# What the task asks:
Find each line in the data below that contains the word "brick" and copy those lines. Case matters.

# Stored data:
• • • •
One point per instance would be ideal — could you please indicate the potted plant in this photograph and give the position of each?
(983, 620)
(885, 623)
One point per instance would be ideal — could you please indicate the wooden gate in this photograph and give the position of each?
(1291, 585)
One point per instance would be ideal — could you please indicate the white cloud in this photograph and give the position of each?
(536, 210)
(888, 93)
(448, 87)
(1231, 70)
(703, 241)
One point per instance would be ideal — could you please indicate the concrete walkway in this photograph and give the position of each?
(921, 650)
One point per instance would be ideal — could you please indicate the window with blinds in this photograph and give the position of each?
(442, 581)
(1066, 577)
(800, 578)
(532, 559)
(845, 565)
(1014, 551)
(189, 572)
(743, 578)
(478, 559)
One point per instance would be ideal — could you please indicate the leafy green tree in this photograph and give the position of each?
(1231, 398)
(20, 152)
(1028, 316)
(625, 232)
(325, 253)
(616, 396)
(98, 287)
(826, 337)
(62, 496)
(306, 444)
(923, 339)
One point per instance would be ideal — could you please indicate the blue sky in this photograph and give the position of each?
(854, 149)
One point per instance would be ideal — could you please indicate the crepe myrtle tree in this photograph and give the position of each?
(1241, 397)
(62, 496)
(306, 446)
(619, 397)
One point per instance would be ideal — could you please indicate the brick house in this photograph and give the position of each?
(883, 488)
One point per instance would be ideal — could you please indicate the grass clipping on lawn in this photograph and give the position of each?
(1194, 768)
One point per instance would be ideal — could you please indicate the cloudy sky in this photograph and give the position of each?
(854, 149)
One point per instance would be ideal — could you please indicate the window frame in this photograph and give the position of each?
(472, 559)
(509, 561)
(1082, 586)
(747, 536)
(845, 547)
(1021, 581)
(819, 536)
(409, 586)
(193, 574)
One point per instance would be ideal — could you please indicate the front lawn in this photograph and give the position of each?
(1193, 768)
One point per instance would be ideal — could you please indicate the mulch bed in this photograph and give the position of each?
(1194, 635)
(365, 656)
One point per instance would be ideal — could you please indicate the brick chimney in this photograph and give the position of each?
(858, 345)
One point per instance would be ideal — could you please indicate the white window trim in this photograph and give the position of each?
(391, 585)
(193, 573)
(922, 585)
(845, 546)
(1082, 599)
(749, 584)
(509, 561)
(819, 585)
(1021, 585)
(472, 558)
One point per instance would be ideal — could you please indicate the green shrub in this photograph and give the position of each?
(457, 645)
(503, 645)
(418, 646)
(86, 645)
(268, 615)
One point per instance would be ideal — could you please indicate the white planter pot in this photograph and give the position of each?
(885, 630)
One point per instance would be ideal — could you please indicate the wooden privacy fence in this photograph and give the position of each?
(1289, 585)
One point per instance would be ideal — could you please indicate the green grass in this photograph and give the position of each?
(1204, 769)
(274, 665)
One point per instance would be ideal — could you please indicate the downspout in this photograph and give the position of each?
• • • •
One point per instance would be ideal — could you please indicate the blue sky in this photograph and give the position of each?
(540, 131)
• • • •
# The response:
One point per instance would be ideal — could you please indicate the brick house in this photograph and give the position of each?
One point per instance would be ideal — could you please indicate the brick chimney in this photograph and give the position of each?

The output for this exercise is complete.